→ **TEXTO PARA REVISAR**
────────────────────────────────────────

La muerte de un joven

Javier -así se llamaba el muchacho de quien escribía en la última entrada- murió pocas horas después. Se marchó en paz, su padre y una prima muy querida estaban con él cuando su vida se apagó, al punto llegaron el resto de familiares. Dejó tras de sí tristeza y llanto inconsolables, como no podía ser de otra manera, una ausencia que parece insuperable. El dolor se vio tamizado por la compañía numerosísima en el cementerio, en el funeral y el entierro. Conmovía ver las lágrimas de familiares y amigos, la mayoría gente muy joven, posiblemente para muchos de ellos era el primer contacto con la muerte. Un muchacho que era entrenador de balonmano de diversos equipos, de diversas edades, que le lloraban y despedían con un cariño que hablaba de lo mucho que lo habían apreciado en vida y lo dolorosa que les resultaba su muerte.

────────────────────────────────────────

→ **INSTRUCCIONES**
Responde estas preguntas según el texto:
(a) ¿Quiénes estaban con Javier cuando murió?
(b) ¿De qué deporte era entrenador Javier?
(c) ¿En qué lugares y momentos hubo una compañía numerosísima?
Los registros son material aparte y no tienen relación con el texto.

→ **INFORMACIÓN**
────────────────────────────────────────

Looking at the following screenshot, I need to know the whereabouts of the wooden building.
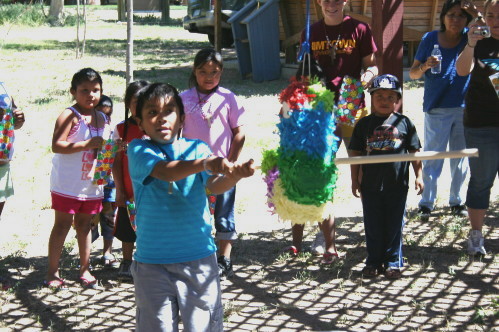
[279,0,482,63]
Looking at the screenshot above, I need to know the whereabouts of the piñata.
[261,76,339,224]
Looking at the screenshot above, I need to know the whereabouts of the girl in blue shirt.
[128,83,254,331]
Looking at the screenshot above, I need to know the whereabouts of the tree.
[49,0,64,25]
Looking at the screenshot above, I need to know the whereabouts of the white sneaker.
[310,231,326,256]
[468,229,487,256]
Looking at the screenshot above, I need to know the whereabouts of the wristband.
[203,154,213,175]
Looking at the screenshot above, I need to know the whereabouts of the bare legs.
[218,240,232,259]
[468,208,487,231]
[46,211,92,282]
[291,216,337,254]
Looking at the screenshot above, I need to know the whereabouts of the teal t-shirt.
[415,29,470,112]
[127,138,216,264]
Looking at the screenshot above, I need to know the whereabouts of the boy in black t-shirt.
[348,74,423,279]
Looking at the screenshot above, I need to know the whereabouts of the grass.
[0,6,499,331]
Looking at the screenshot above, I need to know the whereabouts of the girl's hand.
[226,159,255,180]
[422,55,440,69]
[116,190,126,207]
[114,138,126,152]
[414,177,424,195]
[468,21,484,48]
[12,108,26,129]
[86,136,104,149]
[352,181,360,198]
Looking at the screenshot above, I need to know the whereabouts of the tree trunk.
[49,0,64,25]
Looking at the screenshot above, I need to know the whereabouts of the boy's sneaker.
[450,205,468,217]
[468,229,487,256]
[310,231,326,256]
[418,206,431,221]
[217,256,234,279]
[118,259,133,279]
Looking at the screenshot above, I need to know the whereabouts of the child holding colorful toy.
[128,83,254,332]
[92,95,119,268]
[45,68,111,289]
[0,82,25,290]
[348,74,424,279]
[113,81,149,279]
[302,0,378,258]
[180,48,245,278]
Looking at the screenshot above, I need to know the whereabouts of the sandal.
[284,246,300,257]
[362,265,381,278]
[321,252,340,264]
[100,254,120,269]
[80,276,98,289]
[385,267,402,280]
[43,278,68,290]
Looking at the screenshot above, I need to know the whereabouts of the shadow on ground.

────────────────────────────────────────

→ **RESPUESTA**
(a) Su padre y una prima muy querida.
(b) De balonmano.
(c) En el cementerio, en el funeral y en el entierro.